▶ _EXERCISE AIM_: Lay out the items below as a numbered list, dropping any blank lines, and leave the pictures out.

[Box annotations for photos]
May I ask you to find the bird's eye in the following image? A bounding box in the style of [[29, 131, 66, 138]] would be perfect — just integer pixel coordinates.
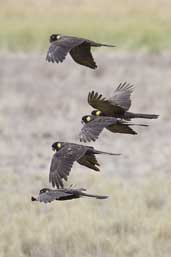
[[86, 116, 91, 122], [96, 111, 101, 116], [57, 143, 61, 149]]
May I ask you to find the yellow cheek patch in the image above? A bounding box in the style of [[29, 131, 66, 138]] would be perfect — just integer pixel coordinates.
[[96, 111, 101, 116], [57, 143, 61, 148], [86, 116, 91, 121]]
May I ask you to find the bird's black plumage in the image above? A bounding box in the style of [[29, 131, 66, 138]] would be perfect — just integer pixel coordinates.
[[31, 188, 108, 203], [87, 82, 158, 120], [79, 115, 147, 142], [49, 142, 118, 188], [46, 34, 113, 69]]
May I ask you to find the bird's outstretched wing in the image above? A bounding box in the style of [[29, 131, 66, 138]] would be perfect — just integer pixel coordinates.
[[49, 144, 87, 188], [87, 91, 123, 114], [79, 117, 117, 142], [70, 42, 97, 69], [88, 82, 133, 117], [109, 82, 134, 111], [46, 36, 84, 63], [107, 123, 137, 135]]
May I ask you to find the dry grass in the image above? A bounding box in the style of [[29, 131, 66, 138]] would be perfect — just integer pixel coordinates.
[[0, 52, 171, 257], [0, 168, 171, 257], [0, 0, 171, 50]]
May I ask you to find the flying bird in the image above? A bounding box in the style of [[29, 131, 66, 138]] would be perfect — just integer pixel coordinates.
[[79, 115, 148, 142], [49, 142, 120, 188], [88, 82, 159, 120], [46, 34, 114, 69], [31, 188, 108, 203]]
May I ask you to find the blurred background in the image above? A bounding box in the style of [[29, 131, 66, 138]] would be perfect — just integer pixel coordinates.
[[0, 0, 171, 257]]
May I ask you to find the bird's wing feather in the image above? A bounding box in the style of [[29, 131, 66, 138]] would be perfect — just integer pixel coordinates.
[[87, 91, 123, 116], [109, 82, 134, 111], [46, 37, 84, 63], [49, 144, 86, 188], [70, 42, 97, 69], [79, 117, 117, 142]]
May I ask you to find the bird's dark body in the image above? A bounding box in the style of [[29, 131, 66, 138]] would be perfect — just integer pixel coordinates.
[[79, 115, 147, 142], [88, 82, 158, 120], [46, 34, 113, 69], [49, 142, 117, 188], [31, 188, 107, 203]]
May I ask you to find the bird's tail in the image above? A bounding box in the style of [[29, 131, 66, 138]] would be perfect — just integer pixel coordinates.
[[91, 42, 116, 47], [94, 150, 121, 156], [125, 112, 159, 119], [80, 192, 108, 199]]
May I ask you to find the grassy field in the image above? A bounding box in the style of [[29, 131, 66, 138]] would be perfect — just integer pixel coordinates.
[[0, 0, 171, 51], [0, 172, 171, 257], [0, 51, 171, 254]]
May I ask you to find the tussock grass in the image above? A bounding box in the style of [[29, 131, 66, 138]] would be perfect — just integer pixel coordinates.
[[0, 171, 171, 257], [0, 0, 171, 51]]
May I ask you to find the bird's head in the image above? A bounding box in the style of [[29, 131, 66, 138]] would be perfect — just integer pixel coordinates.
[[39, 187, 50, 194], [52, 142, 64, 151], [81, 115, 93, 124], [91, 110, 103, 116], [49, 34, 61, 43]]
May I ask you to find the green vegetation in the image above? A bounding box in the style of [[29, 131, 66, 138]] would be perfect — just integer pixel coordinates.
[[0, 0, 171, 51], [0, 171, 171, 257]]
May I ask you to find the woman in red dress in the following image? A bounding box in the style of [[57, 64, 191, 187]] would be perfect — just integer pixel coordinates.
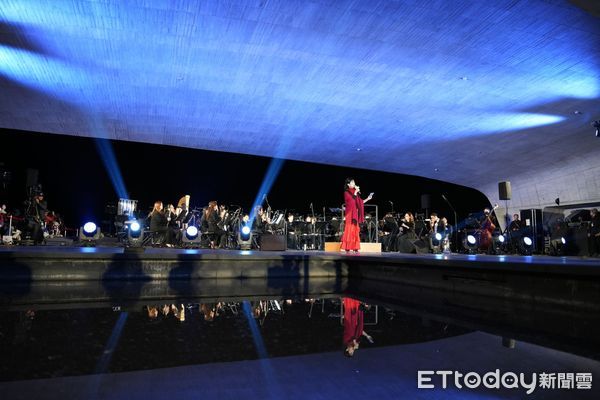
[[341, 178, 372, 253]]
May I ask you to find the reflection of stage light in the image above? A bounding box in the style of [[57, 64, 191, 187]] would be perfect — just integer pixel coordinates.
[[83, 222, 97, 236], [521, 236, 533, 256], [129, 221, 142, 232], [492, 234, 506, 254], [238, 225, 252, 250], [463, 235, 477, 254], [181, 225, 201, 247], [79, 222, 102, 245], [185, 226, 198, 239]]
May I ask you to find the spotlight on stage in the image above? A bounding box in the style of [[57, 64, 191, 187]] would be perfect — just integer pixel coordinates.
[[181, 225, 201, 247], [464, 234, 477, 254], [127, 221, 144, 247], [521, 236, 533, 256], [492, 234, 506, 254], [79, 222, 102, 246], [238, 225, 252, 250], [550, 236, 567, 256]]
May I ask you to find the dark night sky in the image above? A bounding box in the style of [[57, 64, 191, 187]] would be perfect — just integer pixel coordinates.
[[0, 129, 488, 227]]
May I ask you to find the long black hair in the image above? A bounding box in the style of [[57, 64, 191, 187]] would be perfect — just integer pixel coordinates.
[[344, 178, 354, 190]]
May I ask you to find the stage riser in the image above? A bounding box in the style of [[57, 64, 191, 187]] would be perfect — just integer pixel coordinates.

▶ _RESULT OF THE EXERCISE_:
1. May I ask you to find the bird's eye in the following image? A bounding box in the style of [[29, 131, 66, 138]] would be perfect — just integer pixel coordinates.
2. [[86, 116, 91, 122], [96, 111, 101, 116], [57, 143, 61, 149]]
3. May I ask you to find the yellow cheek patch in the image above? A bounding box in the style of [[29, 131, 66, 138]] would be perfect — just integer pixel coordinates.
4. [[96, 111, 101, 116], [57, 143, 61, 148], [86, 116, 91, 121]]
5. May I ask you to find the bird's black plumage in the image above? A bounding box in the style of [[29, 131, 66, 138]] would be perfect — just integer pixel coordinates.
6. [[31, 188, 108, 203], [87, 82, 158, 120], [79, 115, 147, 142], [49, 142, 118, 188], [46, 34, 113, 69]]
7. May I ask you to find the bird's outstretched wing in the image above? A bounding box in the style of [[29, 131, 66, 138]] would be perfect — just integer pixel coordinates.
8. [[49, 144, 87, 188], [87, 91, 123, 114], [79, 117, 117, 142], [70, 42, 97, 69], [88, 82, 133, 117], [109, 82, 134, 111], [46, 36, 84, 63], [107, 123, 137, 135]]
9. May I ask you to find the dry grass in the image above? A bounding box in the style of [[29, 131, 66, 138]] would be perfect — just integer pixel coordinates.
10. [[0, 52, 171, 257], [0, 168, 171, 257], [0, 0, 171, 50]]
11. May I ask you to find the flying bird in the image above? A bounding box in the style of [[29, 131, 66, 138]] would be perfect — just integer pixel coordinates.
12. [[79, 115, 148, 142], [49, 142, 120, 188], [88, 82, 159, 120], [46, 34, 114, 69], [31, 188, 108, 203]]
13. May I ask you to find the blurred background in the image above? A bounding box in the style of [[29, 131, 66, 138]] would be perfect — just integer pixel coordinates.
14. [[0, 0, 171, 257]]
15. May I ask you to find the bird's wing feather in the image above? A bounding box in the style of [[29, 131, 66, 138]] would be perfect — just integer pixel coordinates.
16. [[87, 91, 123, 116], [109, 82, 134, 111], [46, 37, 84, 63], [49, 144, 86, 188], [70, 42, 97, 69], [79, 117, 117, 142]]
17. May I ask you to find the bird's dark body in the image above? A bounding box in the style of [[29, 131, 66, 138]] would be perfect — just integer pixel coordinates.
18. [[79, 115, 147, 142], [88, 82, 158, 120], [46, 34, 113, 69], [49, 142, 117, 188], [31, 188, 107, 203]]
19. May I ask you to find the bird's tail in the image above? A bounding box in the style of [[29, 131, 66, 138]] would be perfect — just integer pixel coordinates.
20. [[91, 42, 116, 47], [94, 150, 121, 156], [125, 112, 159, 119], [80, 192, 108, 199]]
21. May I ask you to find the grassy field in the image above? A bounding box in the style of [[29, 131, 66, 138]] would be perfect — just integer pixel coordinates.
22. [[0, 0, 171, 51], [0, 172, 171, 257], [0, 51, 171, 254]]
23. May I ask you to find the tussock grass in the image above? A bounding box in the style of [[29, 131, 66, 138]] would be perfect — just integer pixel coordinates.
24. [[0, 171, 171, 257], [0, 0, 171, 51]]
25. May I ask you to find the bird's head in the image above? A bounding box in the style of [[29, 131, 66, 138]] would be perfect — just integer pixel coordinates.
26. [[39, 187, 50, 194], [52, 142, 64, 151], [81, 115, 93, 124], [91, 110, 103, 116], [49, 34, 61, 43]]
27. May I ask you to find the green vegetation in the image above? A bounding box in the style of [[29, 131, 66, 138]] would be perfect — just integer pixel coordinates.
28. [[0, 0, 171, 51], [0, 171, 171, 257]]
29. May I ask you to find the woman in red dress in the following image? A bounding box in the style of [[57, 64, 191, 187]] would be perfect — just integer pixel coordinates.
30. [[341, 178, 372, 253]]
31. May I ask you to find the reflection of stage light in the image above? A bounding box in the style of [[57, 64, 191, 187]] would be perfect — just integer pixel coordinates.
32. [[83, 222, 97, 236], [521, 236, 533, 256], [129, 221, 142, 232], [492, 234, 506, 254], [238, 225, 252, 250], [463, 235, 477, 254], [181, 225, 201, 247], [79, 222, 102, 245], [185, 226, 198, 239]]
33. May I ask you to find the spotlight on stage in the image above? A bounding box in the style of [[57, 64, 191, 187]] would be perfect — just integer pixel coordinates.
34. [[181, 225, 201, 247], [464, 234, 477, 254], [127, 221, 144, 247], [521, 236, 533, 256], [492, 234, 506, 254], [79, 222, 102, 246], [238, 225, 252, 250], [550, 236, 567, 256]]
35. May I ask you to find the dark night sky in the image above? A bounding box in the style of [[57, 64, 191, 187]] would be perfect — just integer pixel coordinates.
36. [[0, 129, 488, 227]]
37. May I ask you to find the long black hair in the image above? A bounding box in the style of [[57, 64, 191, 187]] would be perfect — just integer pixel coordinates.
38. [[344, 178, 354, 190]]
39. May I ask you to find the stage riser in the image above? A bounding box in the style of [[57, 64, 191, 187]] would be perfect — just integer pixel coordinates.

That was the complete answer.